Tuesday, 11 August 2015

History of temperature scales and their impact on the climate trends

Guest post by Peter Pavlásek of the Slovak Institute of Metrology. Metrology, not meteorology, they are the scientists that work on making measurements more precise by developing high accurate standards and thus make experimental results better comparable.

Since the beginning of climate observations temperature has always been an important quantity that needed to be measured as its values affected every aspect of human society. Therefore its precise and reliable temperature determination was important. Of course the ability to precisely measure temperature strongly depends on the measuring sensor and method. To be able to determine how precisely the sensor measures temperature it needs to be calibrated by a temperature standard. As science progressed with time new temperature scales were introduced and the previous temperature standards naturally changed. In the following sections we will have a look on the importance of temperature scales throughout the history and their impact on evaluation of historical climate data.

Material provided:
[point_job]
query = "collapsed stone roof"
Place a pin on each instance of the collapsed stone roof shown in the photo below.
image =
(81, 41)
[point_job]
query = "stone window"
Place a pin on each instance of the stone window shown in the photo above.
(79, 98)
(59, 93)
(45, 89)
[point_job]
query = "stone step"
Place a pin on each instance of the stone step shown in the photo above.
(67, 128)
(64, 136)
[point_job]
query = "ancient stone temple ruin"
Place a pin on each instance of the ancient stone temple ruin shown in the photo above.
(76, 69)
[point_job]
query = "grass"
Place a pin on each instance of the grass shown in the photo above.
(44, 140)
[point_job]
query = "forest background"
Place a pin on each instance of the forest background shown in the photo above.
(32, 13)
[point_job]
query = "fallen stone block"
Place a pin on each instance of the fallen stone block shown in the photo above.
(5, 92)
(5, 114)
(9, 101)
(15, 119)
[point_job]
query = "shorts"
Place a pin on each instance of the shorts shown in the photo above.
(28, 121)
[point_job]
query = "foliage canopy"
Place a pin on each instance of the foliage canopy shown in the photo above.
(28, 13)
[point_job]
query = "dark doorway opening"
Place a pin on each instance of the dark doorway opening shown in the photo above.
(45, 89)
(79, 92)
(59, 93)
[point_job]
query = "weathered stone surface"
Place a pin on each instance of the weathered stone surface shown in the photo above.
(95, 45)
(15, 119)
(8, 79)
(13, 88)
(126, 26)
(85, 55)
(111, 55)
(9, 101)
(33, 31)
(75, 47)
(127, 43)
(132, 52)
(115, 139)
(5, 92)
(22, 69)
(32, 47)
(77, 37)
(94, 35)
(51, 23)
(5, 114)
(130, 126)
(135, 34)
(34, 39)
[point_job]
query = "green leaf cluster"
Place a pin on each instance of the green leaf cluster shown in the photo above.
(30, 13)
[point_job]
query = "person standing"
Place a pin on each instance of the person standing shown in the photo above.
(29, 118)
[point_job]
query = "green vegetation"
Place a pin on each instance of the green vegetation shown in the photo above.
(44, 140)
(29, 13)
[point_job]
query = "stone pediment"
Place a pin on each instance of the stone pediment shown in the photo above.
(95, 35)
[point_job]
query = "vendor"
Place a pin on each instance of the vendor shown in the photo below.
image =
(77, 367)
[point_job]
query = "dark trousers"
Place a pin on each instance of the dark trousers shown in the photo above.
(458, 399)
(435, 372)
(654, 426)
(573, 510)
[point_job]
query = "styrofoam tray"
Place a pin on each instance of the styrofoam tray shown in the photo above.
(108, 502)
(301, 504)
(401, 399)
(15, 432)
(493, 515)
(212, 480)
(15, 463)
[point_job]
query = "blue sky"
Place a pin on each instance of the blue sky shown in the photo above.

What you will do:
1. Shorten the paragraph of the temperature scales post that begins "Since the beginning of climate observations," keeping its main facts.
2. In the temperature scales post, print the passage word for word, starting at "History of temperature" and ending at "results better comparable.".

Answers in order:
1. Temperature has mattered since climate observations began because it affects every part of human society, so measuring it precisely and reliably was important. How precise a measurement is depends on the sensor and method, and a sensor must be calibrated against a temperature standard. As science advanced, new temperature scales were introduced, which changed the earlier standards. The post looks at the role of temperature scales through history and how they affect the evaluation of historical climate data.

2.
History of temperature scales and their impact on the climate trends

Guest post by Peter Pavlásek of the Slovak Institute of Metrology. Metrology, not meteorology, they are the scientists that work on making measurements more precise by developing high accurate standards and thus make experimental results better comparable.